▶ [EXERCISE DESCRIPTION]: Send back all the data below, exactly as given.

▶ [DATA PROVIDED]:
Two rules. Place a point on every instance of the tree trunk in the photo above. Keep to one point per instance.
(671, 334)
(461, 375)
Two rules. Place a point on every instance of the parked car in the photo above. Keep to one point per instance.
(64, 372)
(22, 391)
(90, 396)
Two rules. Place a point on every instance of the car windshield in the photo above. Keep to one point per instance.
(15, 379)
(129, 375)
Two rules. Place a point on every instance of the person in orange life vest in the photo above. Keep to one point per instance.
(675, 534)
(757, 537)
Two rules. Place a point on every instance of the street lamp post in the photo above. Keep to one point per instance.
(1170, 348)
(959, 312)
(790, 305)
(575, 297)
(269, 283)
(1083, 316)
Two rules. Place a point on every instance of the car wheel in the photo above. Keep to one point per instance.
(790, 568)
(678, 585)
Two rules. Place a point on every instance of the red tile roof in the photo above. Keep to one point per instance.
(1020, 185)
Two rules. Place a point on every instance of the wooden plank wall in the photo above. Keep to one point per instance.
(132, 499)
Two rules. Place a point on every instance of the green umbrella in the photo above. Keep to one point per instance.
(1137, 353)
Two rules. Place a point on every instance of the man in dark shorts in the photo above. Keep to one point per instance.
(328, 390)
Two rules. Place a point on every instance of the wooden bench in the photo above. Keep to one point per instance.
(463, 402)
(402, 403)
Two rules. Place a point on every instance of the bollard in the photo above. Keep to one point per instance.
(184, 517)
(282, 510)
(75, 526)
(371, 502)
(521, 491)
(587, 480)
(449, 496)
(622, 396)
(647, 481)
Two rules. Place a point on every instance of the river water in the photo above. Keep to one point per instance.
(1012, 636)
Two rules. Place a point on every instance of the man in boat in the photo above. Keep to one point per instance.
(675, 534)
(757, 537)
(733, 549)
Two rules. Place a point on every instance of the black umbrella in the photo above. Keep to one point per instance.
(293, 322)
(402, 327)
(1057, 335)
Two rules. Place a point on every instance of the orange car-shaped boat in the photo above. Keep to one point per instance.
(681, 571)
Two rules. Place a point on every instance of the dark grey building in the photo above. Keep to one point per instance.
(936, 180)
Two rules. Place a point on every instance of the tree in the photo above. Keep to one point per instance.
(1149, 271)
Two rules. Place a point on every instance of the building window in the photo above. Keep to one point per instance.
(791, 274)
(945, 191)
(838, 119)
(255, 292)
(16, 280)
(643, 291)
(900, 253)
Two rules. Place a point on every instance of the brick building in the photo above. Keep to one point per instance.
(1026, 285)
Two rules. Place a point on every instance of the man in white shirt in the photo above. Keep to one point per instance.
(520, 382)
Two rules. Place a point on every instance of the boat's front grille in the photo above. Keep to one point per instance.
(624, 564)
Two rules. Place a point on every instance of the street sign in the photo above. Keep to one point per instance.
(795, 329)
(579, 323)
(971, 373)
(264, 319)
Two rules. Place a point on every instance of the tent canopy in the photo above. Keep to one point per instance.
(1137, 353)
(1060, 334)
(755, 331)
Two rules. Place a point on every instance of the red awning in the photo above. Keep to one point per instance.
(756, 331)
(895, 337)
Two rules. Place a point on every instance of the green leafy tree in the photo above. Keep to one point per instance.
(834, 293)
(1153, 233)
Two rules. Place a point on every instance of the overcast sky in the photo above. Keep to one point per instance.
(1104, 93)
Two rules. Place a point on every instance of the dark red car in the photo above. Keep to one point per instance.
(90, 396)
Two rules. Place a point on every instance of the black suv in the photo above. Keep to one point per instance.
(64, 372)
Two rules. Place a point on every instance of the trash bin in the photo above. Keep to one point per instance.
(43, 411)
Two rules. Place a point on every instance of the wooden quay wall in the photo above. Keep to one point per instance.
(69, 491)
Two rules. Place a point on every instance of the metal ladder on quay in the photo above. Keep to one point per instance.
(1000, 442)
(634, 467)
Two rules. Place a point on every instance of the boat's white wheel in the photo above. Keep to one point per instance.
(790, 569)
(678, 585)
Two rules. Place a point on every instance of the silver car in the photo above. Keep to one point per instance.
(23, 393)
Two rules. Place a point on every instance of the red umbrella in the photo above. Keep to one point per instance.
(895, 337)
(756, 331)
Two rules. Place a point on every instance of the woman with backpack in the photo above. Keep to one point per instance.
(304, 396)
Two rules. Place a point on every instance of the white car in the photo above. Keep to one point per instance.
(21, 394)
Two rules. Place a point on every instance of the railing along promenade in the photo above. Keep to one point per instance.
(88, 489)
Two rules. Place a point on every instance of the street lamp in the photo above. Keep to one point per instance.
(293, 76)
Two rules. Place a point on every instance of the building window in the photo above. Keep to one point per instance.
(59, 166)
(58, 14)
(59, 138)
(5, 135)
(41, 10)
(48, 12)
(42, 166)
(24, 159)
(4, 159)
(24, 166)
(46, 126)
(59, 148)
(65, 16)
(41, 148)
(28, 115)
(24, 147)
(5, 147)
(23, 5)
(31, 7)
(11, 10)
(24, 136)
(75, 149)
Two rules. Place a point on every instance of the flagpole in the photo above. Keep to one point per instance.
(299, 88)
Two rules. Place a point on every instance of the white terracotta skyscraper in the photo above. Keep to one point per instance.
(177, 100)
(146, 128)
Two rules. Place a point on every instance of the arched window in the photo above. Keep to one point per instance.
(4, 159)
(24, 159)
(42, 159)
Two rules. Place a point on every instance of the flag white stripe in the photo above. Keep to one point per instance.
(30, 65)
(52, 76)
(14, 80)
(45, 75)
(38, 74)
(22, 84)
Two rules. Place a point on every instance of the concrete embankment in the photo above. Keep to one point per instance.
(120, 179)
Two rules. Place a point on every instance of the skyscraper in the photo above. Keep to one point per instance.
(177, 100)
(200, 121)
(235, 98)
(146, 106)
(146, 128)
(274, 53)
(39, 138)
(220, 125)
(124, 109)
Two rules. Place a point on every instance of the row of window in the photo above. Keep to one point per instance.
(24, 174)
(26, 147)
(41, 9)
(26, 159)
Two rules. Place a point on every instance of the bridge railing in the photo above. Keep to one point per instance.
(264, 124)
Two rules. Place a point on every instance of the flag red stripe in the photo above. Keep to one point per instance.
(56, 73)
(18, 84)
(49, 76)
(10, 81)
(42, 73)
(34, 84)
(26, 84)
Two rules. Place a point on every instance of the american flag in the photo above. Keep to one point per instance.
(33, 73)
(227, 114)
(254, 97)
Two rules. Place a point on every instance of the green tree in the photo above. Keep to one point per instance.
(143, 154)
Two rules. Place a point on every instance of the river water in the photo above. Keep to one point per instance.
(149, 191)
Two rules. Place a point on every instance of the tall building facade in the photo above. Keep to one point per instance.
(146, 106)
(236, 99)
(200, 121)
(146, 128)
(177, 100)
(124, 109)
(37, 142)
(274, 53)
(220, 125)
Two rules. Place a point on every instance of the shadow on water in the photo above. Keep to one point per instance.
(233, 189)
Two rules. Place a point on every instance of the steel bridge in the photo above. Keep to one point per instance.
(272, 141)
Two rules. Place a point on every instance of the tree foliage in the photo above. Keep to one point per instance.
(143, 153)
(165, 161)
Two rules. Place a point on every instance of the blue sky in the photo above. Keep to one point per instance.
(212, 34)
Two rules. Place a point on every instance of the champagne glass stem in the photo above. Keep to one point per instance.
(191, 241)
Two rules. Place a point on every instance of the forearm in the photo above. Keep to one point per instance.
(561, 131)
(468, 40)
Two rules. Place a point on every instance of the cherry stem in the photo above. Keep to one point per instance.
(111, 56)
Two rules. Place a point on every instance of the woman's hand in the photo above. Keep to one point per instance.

▶ [TASK ANSWER]:
Two rules. Place a point on every instance of the tree trunk in the photo above. Keep to one point per instance.
(671, 334)
(461, 375)
Two rules. Place a point on every instance of the parked car in the photo above. Keep to one point per instance.
(64, 372)
(22, 391)
(90, 396)
Two rules. Place a point on every instance of the car windshield in the photo above. Keep to one point per instance.
(15, 379)
(129, 375)
Two rules. Place a point on every instance of the person in orange life vest in the photo above. Keep to one point per instance.
(675, 534)
(757, 537)
Two rules. Place a point on every instance of the street lamp post in the photo above. Keep to one point per instance.
(1170, 348)
(959, 312)
(790, 305)
(575, 297)
(269, 283)
(1083, 316)
Two rules. Place a point on every instance of the car wheel in the photo above. Keep to one point per instance.
(790, 568)
(678, 585)
Two rules. Place a point on every instance of the red tile roof in the photo above. Keep to one point per instance.
(1020, 185)
Two rules. Place a point on every instance of the wooden plank wall in the photo above. Keep to one point per instance.
(132, 499)
Two rules. Place a point on every instance of the green umbrella in the photo above. Keep to one point per instance.
(1137, 353)
Two rules. Place a point on every instance of the man in dark shorts in the photo above. Keep to one point per instance.
(328, 390)
Two rules. Place a point on every instance of the wooden bench in the photo above. Keep to one point per instance.
(463, 402)
(402, 403)
Two rules. Place a point on every instance of the bollard in the photo above. Keep to one point per instance.
(184, 517)
(282, 510)
(75, 526)
(371, 502)
(521, 491)
(587, 480)
(449, 496)
(622, 396)
(647, 481)
Two rules. Place a point on every instance of the river water in the photo above. Keep to one point per instance.
(1012, 636)
Two rules. Place a point on every instance of the man in boat in the photo above. Keep to one point per instance.
(675, 534)
(757, 537)
(733, 549)
Two rules. Place a point on every instance of the black umbrella in the photo above. Keep to one point per instance.
(293, 322)
(402, 327)
(1057, 335)
Two rules. Place a point on every instance of the orange car-shaped boat in the photo above. Keep to one point per instance.
(681, 571)
Two rules. Place a point on every instance of the dark grey building in the photo above. Keep to one point per instance.
(936, 180)
Two rules. Place a point on every instance of the tree in the photo above. Keep to one point per instance.
(1149, 271)
Two rules. Place a point on every instance of the building window in the photo above. Keep to one point per instance.
(791, 274)
(945, 191)
(838, 119)
(255, 292)
(16, 280)
(643, 291)
(900, 253)
Two rules. Place a point on every instance of the brick building in the photo above. Keep to one point per instance.
(1026, 285)
Two rules. Place a point on every instance of the man in white shirt in the photo above. Keep to one point per instance.
(520, 382)
Two rules. Place a point on every instance of the boat's front grille in the photo above. Keep to one point per instance.
(624, 564)
Two rules. Place a point on every instance of the street sign in the photo above. Keep to one point per instance.
(795, 329)
(579, 323)
(971, 373)
(264, 319)
Two rules. Place a point on every instance of the tent canopy in the photo above. Keep to one point per instance.
(1137, 353)
(1060, 334)
(755, 331)
Two rules. Place a point on every instance of the red awning in the photo above. Keep to one point per instance.
(756, 331)
(895, 337)
Two rules. Place a point on every instance of the green leafy tree in the photo above. Keep to one point per instance.
(834, 293)
(1153, 233)
Two rules. Place a point on every instance of the overcast sky in the photo above. Keep to one point per instance.
(1104, 93)
Two rules. Place a point on every instance of the dark red car in the photo above. Keep to one point per instance.
(90, 396)
Two rules. Place a point on every instance of the black suv in the photo above. Keep to one point per instance.
(64, 372)
Two rules. Place a point on every instance of the trash bin in the photo above. Keep to one point per instance.
(43, 411)
Two rules. Place a point on every instance of the wooden quay wall in the photo above. Keep to one point per instance.
(69, 491)
Two rules. Place a point on every instance of the metal ladder on quay in the photo above. Keep to one point per instance.
(1000, 442)
(634, 467)
Two rules. Place a point on every instance of the boat's white wheel in the photo above. Keep to one point per instance.
(790, 569)
(678, 585)
Two rules. Place a point on every instance of the silver car in the photo above. Keep to one point per instance.
(23, 393)
Two rules. Place a point on every instance of the red umbrella in the photo above. Keep to one point per instance.
(895, 337)
(756, 331)
Two rules. Place a point on every instance of the woman with backpack in the photo above. Keep to one point per instance.
(304, 396)
Two rules. Place a point on every instance of the white car in the photo above. Keep to one point per instance.
(21, 394)
Two rules. Place a point on every instance of the railing along promenade in the photo above. Keep to one point per instance.
(88, 489)
Two rules. Place a point on every instance of the street lamp in the photo above. Keep to one point per instance.
(293, 76)
Two rules. Place a point on every instance of the building window in the photo above. Keep to one point per instance.
(59, 166)
(58, 14)
(59, 138)
(5, 135)
(41, 10)
(48, 12)
(42, 166)
(24, 159)
(4, 159)
(24, 166)
(46, 126)
(59, 148)
(65, 16)
(41, 148)
(28, 115)
(24, 147)
(5, 147)
(23, 5)
(31, 7)
(11, 10)
(24, 136)
(75, 149)
Two rules. Place a point on every instance of the flagpole in the photo above. Keep to one point per instance.
(299, 88)
Two rules. Place a point on every instance of the white terracotta skyscraper in the photo above. Keep to one point per instance.
(177, 100)
(146, 128)
Two rules. Place a point on every instance of the arched window in the photo above. Keep to one point per instance.
(4, 159)
(24, 159)
(42, 159)
Two rules. Place a point on every instance of the flag white stripe in the photo above. Keep to one point per instance.
(30, 65)
(52, 76)
(14, 80)
(45, 75)
(38, 74)
(22, 84)
Two rules. Place a point on every instance of the concrete embankment in the photo above. Keep to one point per instance.
(120, 179)
Two rules. Place a point on every instance of the skyscraper in the photo above. Keep to one point per instance.
(177, 100)
(200, 121)
(235, 98)
(146, 106)
(146, 128)
(274, 53)
(39, 138)
(220, 125)
(124, 109)
Two rules. Place a point on every instance of the row of window in the photo above. Keep to one point per instance.
(24, 174)
(26, 147)
(41, 9)
(26, 159)
Two rules. Place a point on every instance of the bridge railing in the photo above. Keep to one point per instance.
(264, 124)
Two rules. Place a point on every instance of the flag red stripe in the photo above. Keep to one point per instance.
(56, 73)
(18, 84)
(49, 76)
(10, 81)
(42, 73)
(34, 84)
(26, 84)
Two rules. Place a point on every instance of the american flag in the photo above. Keep to one point per instance.
(33, 73)
(227, 114)
(254, 97)
Two rules. Place a point on every instance of the green tree in the photo above. Keep to one point per instance.
(143, 154)
Two rules. Place a point on every instance of the river water in the photo above. Keep to one point per instance.
(149, 191)
Two rules. Place a point on every instance of the tall building facade in the photo above. Keep to one point per instance.
(146, 106)
(236, 99)
(200, 121)
(146, 128)
(177, 100)
(124, 109)
(37, 142)
(274, 53)
(220, 125)
Two rules. Place a point on every instance of the shadow on water in the photo above. Keep to one point per instance.
(233, 189)
Two rules. Place a point on every instance of the steel bridge in the photo above. Keep to one point per instance.
(272, 141)
Two rules. Place a point on every instance of the tree foliage in the photo above. Keep to one point per instance.
(143, 153)
(165, 161)
Two rules. Place a point on every instance of the blue sky in the photo above. Keep to one point per instance.
(212, 34)
Two rules. Place a point on every instance of the champagne glass stem in the photo above. Keep to one point per instance.
(191, 241)
Two rules. Place a point on every instance of the forearm in the photo above. Keep to one point per instance.
(561, 131)
(468, 40)
Two rules. Place a point on every instance of the cherry stem in the photo above. Keep to one point per instance.
(111, 56)
Two rules. Place a point on every instance of the woman's hand in the photo above. Keep to one point per instance.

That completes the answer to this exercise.